** Exercise goal **
Hand back the entries exactly as written, minus every picture.

** Given records **
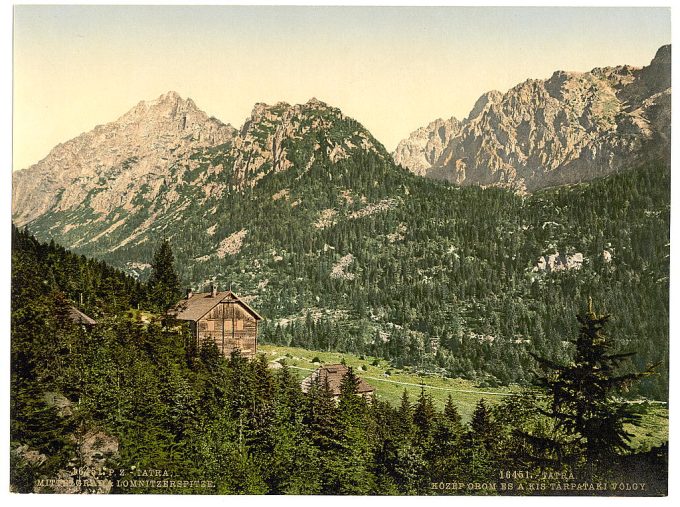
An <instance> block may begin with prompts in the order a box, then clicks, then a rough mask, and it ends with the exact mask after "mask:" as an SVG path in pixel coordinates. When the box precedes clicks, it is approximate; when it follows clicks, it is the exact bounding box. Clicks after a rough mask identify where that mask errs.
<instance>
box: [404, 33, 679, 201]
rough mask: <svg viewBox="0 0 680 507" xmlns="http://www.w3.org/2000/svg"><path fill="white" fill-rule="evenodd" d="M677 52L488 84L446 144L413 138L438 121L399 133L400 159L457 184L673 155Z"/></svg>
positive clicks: (523, 184)
mask: <svg viewBox="0 0 680 507" xmlns="http://www.w3.org/2000/svg"><path fill="white" fill-rule="evenodd" d="M670 51H671V49H670V46H664V47H662V48H661V49H659V51H658V52H657V54H656V56H655V58H654V59H653V60H652V62H651V64H650V65H649V66H647V67H644V68H642V69H638V68H634V67H630V66H620V67H607V68H596V69H593V70H592V71H590V72H586V73H576V72H562V71H558V72H555V73H554V74H553V75H552V77H550V79H547V80H528V81H525V82H523V83H521V84H519V85H517V86H515V87H514V88H512V89H511V90H509V91H508V92H507V93H505V94H501V93H500V92H497V91H492V92H489V93H486V94H484V95H483V96H482V97H481V98H480V99H479V100H478V101H477V103H476V104H475V106H474V107H473V109H472V111H471V112H470V115H469V116H468V118H466V119H465V120H463V121H462V122H460V124H459V125H460V126H459V129H458V132H457V133H455V134H454V135H453V136H452V137H451V138H450V139H449V140H448V141H447V142H446V143H442V144H441V145H440V149H436V148H435V145H434V144H427V143H422V142H421V143H420V145H419V144H418V143H417V142H413V141H412V139H424V138H427V137H428V136H432V135H433V133H432V131H433V129H436V126H435V123H436V122H434V123H433V124H430V126H428V127H425V128H424V129H419V130H417V131H416V132H414V133H413V134H411V137H410V138H409V139H407V140H405V141H402V142H401V143H400V144H399V146H398V147H397V150H396V151H395V153H394V154H393V158H394V159H395V161H397V162H398V163H402V164H403V165H405V166H406V167H408V168H409V169H411V170H412V171H413V172H415V173H417V174H425V175H426V176H430V177H433V178H440V179H446V180H449V181H452V182H455V183H458V184H463V185H471V184H472V185H495V186H508V187H515V188H520V189H528V190H535V189H538V188H541V187H546V186H550V185H557V184H565V183H574V182H578V181H583V180H588V179H592V178H594V177H597V176H602V175H606V174H609V173H612V172H615V171H617V170H621V169H625V168H628V167H631V166H634V165H636V164H639V163H640V162H643V161H645V160H649V159H652V158H662V159H666V160H669V159H670V157H669V153H670V150H669V147H670V102H671V89H670ZM453 120H455V119H452V120H450V121H451V122H453ZM419 146H422V148H421V149H420V150H419V149H418V147H419ZM433 148H434V149H433ZM428 164H429V165H428Z"/></svg>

** Answer below **
An <instance> block may begin with prompts in the order a box, then clicks, then a rough mask, and it ends with the exact mask after "mask:" as an SVG path in pixel coordinates. When the box precedes clicks, it is approximate; when it follows clicks, it is the exact bounding box. Clicks after a rough mask identify where that mask errs.
<instance>
box: [404, 33, 679, 201]
rough mask: <svg viewBox="0 0 680 507" xmlns="http://www.w3.org/2000/svg"><path fill="white" fill-rule="evenodd" d="M677 52L488 84L446 144L413 138L438 121L399 133L400 159L457 184L673 155Z"/></svg>
positive clicks: (523, 184)
mask: <svg viewBox="0 0 680 507" xmlns="http://www.w3.org/2000/svg"><path fill="white" fill-rule="evenodd" d="M670 51H671V49H670V46H664V47H662V48H661V49H659V51H658V52H657V54H656V56H655V58H654V59H653V60H652V62H651V64H650V65H649V66H647V67H644V68H642V69H638V68H634V67H630V66H620V67H607V68H596V69H593V70H592V71H590V72H586V73H576V72H562V71H558V72H555V73H554V74H553V75H552V77H550V79H547V80H528V81H525V82H523V83H521V84H519V85H517V86H515V87H514V88H512V89H511V90H509V91H508V92H507V93H505V94H501V93H500V92H497V91H492V92H489V93H486V94H484V95H483V96H482V97H481V98H480V99H479V100H478V101H477V103H476V104H475V106H474V107H473V109H472V111H471V112H470V115H469V116H468V118H466V119H465V120H463V121H462V122H460V124H459V125H460V126H459V129H458V132H457V133H455V134H454V135H453V136H452V137H451V138H450V139H449V140H448V141H447V142H446V143H442V144H441V145H440V149H436V148H435V145H434V144H427V143H422V142H421V143H420V145H419V144H418V143H417V142H413V141H412V139H424V138H427V137H428V136H432V135H433V133H432V131H433V129H436V126H435V123H436V122H434V123H433V124H430V126H428V127H425V128H424V129H419V130H417V131H416V132H414V133H413V134H411V137H410V138H409V139H407V140H405V141H402V142H401V143H400V144H399V146H398V147H397V150H396V151H395V153H394V154H393V158H394V159H395V161H397V162H398V163H402V164H403V165H405V166H406V167H408V168H409V169H411V170H412V171H413V172H415V173H417V174H425V175H426V176H430V177H433V178H440V179H446V180H449V181H452V182H455V183H458V184H463V185H471V184H472V185H495V186H508V187H515V188H520V189H528V190H535V189H538V188H541V187H546V186H550V185H557V184H565V183H574V182H578V181H583V180H588V179H592V178H594V177H597V176H602V175H606V174H609V173H612V172H615V171H617V170H621V169H625V168H628V167H631V166H634V165H636V164H639V163H640V162H643V161H645V160H649V159H652V158H662V159H666V160H669V159H670V157H669V153H670V150H669V147H670V102H671V89H670ZM453 120H455V119H452V120H450V121H451V122H453ZM419 146H422V148H421V149H420V150H419V149H418V147H419ZM433 148H434V149H433ZM428 164H429V165H428Z"/></svg>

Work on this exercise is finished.